[Records to use]
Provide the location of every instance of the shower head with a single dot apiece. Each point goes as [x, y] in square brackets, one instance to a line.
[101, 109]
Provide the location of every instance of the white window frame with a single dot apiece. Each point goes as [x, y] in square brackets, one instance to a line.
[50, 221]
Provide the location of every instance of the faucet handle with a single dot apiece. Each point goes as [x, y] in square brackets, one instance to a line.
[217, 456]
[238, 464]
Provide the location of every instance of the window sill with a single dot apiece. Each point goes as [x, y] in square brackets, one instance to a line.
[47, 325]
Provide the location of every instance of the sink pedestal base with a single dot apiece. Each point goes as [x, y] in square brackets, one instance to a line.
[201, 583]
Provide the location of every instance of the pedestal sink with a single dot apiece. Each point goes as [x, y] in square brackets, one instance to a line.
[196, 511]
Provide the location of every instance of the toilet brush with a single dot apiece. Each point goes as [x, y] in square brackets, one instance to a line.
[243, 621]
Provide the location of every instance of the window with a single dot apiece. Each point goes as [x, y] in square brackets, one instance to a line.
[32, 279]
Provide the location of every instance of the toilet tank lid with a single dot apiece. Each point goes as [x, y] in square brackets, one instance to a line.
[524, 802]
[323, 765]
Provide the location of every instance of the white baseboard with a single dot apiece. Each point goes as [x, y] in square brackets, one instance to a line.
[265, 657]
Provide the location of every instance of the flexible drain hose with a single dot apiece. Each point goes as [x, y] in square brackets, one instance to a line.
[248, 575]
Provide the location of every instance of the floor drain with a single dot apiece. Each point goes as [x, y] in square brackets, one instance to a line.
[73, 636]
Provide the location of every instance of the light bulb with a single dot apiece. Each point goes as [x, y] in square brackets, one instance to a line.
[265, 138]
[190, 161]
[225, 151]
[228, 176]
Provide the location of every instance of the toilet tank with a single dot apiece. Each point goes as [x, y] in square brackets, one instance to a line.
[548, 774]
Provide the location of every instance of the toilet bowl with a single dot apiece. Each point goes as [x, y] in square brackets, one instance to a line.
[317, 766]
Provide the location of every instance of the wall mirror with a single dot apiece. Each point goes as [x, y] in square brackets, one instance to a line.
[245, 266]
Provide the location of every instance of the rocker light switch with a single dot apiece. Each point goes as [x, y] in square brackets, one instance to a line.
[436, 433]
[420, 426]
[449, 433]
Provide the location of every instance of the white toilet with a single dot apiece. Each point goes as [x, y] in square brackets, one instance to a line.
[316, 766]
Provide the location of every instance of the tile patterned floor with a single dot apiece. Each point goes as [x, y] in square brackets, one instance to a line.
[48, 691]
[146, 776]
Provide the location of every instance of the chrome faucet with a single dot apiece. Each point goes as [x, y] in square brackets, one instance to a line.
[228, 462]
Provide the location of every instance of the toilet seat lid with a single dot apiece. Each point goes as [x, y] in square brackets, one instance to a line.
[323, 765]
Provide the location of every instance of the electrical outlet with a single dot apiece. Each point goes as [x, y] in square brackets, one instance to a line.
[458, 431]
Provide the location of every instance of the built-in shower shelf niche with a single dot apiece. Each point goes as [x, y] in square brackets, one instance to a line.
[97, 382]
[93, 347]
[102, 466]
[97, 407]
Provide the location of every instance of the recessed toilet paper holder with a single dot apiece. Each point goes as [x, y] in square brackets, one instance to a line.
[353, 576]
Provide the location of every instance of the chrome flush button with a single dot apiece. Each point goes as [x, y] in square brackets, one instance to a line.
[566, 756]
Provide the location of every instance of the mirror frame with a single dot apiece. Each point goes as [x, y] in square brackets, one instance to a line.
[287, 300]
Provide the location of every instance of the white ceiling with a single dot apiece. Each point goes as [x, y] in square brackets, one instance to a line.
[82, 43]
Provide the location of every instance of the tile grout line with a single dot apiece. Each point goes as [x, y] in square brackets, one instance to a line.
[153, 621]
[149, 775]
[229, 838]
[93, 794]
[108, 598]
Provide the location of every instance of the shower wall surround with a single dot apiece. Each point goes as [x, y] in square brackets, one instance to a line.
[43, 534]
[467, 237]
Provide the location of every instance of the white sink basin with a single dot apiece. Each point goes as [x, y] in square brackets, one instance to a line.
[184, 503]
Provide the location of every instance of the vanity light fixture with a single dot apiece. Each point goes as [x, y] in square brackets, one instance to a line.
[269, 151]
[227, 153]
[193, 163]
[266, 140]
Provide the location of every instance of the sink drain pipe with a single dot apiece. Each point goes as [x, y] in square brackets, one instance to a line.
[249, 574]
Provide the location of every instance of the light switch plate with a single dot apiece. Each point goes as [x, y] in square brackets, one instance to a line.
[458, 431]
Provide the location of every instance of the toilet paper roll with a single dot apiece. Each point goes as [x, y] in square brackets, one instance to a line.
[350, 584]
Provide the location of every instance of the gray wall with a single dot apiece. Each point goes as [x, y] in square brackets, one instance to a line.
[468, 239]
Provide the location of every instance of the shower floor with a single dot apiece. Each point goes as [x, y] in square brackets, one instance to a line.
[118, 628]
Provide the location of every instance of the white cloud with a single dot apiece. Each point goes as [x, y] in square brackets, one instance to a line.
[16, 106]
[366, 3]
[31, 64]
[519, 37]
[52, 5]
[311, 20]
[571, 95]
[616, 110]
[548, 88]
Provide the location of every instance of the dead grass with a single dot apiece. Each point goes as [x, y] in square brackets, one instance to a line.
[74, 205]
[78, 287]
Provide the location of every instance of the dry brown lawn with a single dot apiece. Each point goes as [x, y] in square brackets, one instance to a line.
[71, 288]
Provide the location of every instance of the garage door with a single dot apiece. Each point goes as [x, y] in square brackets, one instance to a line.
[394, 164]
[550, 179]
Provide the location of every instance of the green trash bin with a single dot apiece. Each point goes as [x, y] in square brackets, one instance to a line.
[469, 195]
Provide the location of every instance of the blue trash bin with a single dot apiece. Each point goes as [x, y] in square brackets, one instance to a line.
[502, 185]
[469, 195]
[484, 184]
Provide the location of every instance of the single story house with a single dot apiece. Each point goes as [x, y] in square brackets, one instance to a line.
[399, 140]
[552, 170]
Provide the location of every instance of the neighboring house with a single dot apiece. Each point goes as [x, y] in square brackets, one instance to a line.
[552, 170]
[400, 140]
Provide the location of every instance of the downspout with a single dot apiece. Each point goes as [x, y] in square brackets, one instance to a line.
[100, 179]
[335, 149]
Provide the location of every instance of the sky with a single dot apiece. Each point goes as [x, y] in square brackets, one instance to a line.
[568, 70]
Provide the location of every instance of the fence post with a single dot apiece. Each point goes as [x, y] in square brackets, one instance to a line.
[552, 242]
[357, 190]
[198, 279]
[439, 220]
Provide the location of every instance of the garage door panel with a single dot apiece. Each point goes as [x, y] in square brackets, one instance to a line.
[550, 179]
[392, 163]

[Exercise objective]
From the first line to the last, retype the records exactly.

[Exercise response]
Provide the location of every instance of the shower head with a single dot apiece. Each point goes as [x, y] in square brackets, one instance to a line.
[101, 109]
Provide the location of every instance of the white window frame with a single dot apiece. Each point goes as [x, y] in square brackets, one instance to a line.
[50, 221]
Provide the location of every instance of the faucet handle with a single dot apiece. Each point goes as [x, y] in square brackets, one instance to a line.
[217, 456]
[238, 464]
Provide the location of every instance of the window sill with a single dot apiece. Each point goes as [x, y] in square brackets, one instance to a line.
[47, 325]
Provide the location of every instance of the sink pedestal base with a single dot apiece. Each point goes as [x, y] in square brackets, one instance to a line.
[201, 583]
Provide the location of every instance of the pedestal sink with a single dot apiece. Each point goes as [x, y] in square brackets, one instance to a line.
[196, 511]
Provide the location of every instance of the toilet brush with a single dot apiece. Each point goes as [x, y] in square brackets, one instance to a line.
[243, 621]
Provide the location of every instance of the window with a single dot apiece. Each point goes as [x, y] in square brackets, one instance to a line.
[32, 279]
Provide the location of every instance of the toilet tank lid with a single dot apiece. Each point goes as [x, y] in square brackets, one instance to a line.
[524, 802]
[323, 765]
Provide the location of every instance of the white baseboard with a single dot apiece. Each point goes as [x, y] in square brackets, one instance to a line.
[265, 657]
Provide the location of every instance of the flexible drain hose with a single dot apiece. Each point goes as [x, y] in square brackets, one instance to a line.
[248, 575]
Provide the location of every instance of the floor drain with a single dot apiece. Each point goes as [x, y] in square brackets, one instance to a line.
[73, 636]
Provide the location of every instance of the light bulb with a single dot apiece. Each point goes as [x, y] in square brackets, one instance to a line.
[265, 138]
[190, 161]
[225, 151]
[228, 176]
Provide the location of every instance of the toilet tank with a single dot apiece. Each point goes as [x, y] in square brackets, one instance to a line.
[548, 774]
Provide the location of every instance of the toilet bowl with a single dot apiece. Each point goes as [x, y] in square brackets, one instance to a line.
[317, 766]
Provide the location of every instance of the wall mirror with a single dot apiece. Each point goes as [x, y] in square brackets, one instance to a line.
[245, 266]
Provide the location of every instance of the rocker light switch with a single dot apiece. Each point goes as [x, y] in square brackets, one instance to a line.
[436, 433]
[420, 426]
[449, 433]
Provide the location of every instance of the white toilet with a single dot apiece. Each point goes as [x, y] in square brackets, one instance to a line.
[316, 766]
Provide the location of every instance of the tile patterned floor with a single dot apiece. Each point goes as [x, y] in square brackets, one instance to a line.
[48, 691]
[146, 776]
Provide the location of every instance of the chrome faucet with a single dot apiece. Each point goes as [x, y] in square brackets, one instance to a line.
[228, 462]
Provide the location of every instance of the toilet seat lid with a single dot apiece. Each point goes as [x, y] in square brackets, one instance to a line.
[323, 765]
Provide the location of every instance of the electrical outlet with a single dot apiece. Each point goes as [x, y] in square brackets, one instance to a line.
[458, 431]
Provide the location of every instance of the built-in shower shelf niche with a single dot apiece. Each point goes as [x, y] in square brackets, one instance to a line.
[97, 382]
[93, 347]
[102, 466]
[97, 407]
Provide the location of every instance of the recessed toilet paper holder with a single dot apiece. Each point goes as [x, y] in square brackets, one instance to a line.
[353, 576]
Provide the location of every instance of the chrome flush button with a single dot apiece. Each point goes as [x, y] in square brackets, one instance to a line.
[566, 756]
Provide the location of every instance of the mirror frame with a single dot apiece. Each point goes as [x, y] in square brackets, one instance to a line.
[287, 300]
Provide the location of every instance of the white ceiling with a single dot apiece. Each point goes as [x, y] in square brackets, one instance to a line.
[82, 43]
Provide the location of every instance of the tile grout line with a single dot apiece. Each point goes as [x, y] in square brackets, one instance to a line.
[153, 621]
[149, 775]
[229, 838]
[93, 794]
[108, 598]
Provide the location of every instance of the shower wall surround with a single dot apiece. Each point goes as [x, y] in square brackets, one instance to a line.
[43, 534]
[467, 237]
Provide the location of every instance of the white sink basin with a single dot apiece. Each point goes as [x, y] in square brackets, one instance to a line.
[184, 503]
Provide the location of every instance of the vanity light fixture with a single dot apiece. Each point goes as [x, y] in square brackets, one instance to a line.
[269, 151]
[227, 153]
[193, 163]
[266, 140]
Provide the location of every instance of the sink drain pipe with a single dot apiece. Each point goes as [x, y] in square brackets, one instance to a line.
[249, 574]
Provide the location of every instance of the light switch plate with a single dot apiece. Each point goes as [x, y] in square brackets, one instance to a line.
[458, 431]
Provide the location of every instance of the toilet paper roll with a single dot apiece. Each point goes as [x, y] in square brackets, one instance to a line.
[350, 584]
Provide the location of every instance of the gray wall with a single dot apiece. Each point goes as [x, y] in square brackets, one instance to a line.
[468, 239]
Provide the location of every instance of the shower floor with a single dot apiece. Each point goes as [x, y] in square brackets, one instance to a line.
[118, 628]
Provide the location of every instance of the white cloud with a single dot apiece. Each point goes as [x, y] in square brackets, one instance to a line.
[16, 106]
[366, 3]
[31, 64]
[519, 37]
[52, 5]
[311, 20]
[571, 95]
[616, 110]
[548, 88]
Provide the location of every instance of the dead grass with a single dot apiece. Each point goes as [x, y] in square brackets, one instance to a line.
[74, 205]
[78, 287]
Provide the location of every instance of the dry brown lawn with a single dot apiece. Each point goes as [x, y] in square brackets, one instance to a line.
[71, 288]
Provide the location of every instance of the garage door with a single dot apiece. Each point goes as [x, y] in square brackets, one instance to a line.
[394, 164]
[550, 179]
Provide the location of every instance of the green trash bin with a single dot apiece. Each point goes as [x, y] in square brackets, one instance to a line.
[469, 195]
Provide the location of every instance of the blue trash bin with a single dot apiece. Each point goes as [x, y] in square brackets, one instance to a line.
[502, 185]
[469, 195]
[484, 184]
Provide the location of every instance of the single story house with a single dot apiece. Each point goes as [x, y] in square brackets, one instance to a line.
[399, 140]
[552, 170]
Provide the location of every instance of the neighboring house with a single dot apiece. Each point goes as [x, y] in square brackets, one instance to a line.
[552, 170]
[400, 140]
Provide the location of every instance of the downspout with a single dot apiece. Each point goes as [x, y] in square brackets, one instance to a line.
[100, 179]
[335, 149]
Provide the location of every instance of the sky with a single dot apiece. Each point goes as [x, y] in square brackets, one instance to a line.
[568, 70]
Provide the location of every instance of the fence post with a single dot apiece. Each point goes as [x, y] in square brackets, one instance to a line.
[552, 242]
[357, 190]
[198, 279]
[439, 220]
Provide the location of every instance of the garage door panel with a single dot apiece. Each point goes as [x, y] in square brackets, one instance to a line.
[550, 179]
[392, 163]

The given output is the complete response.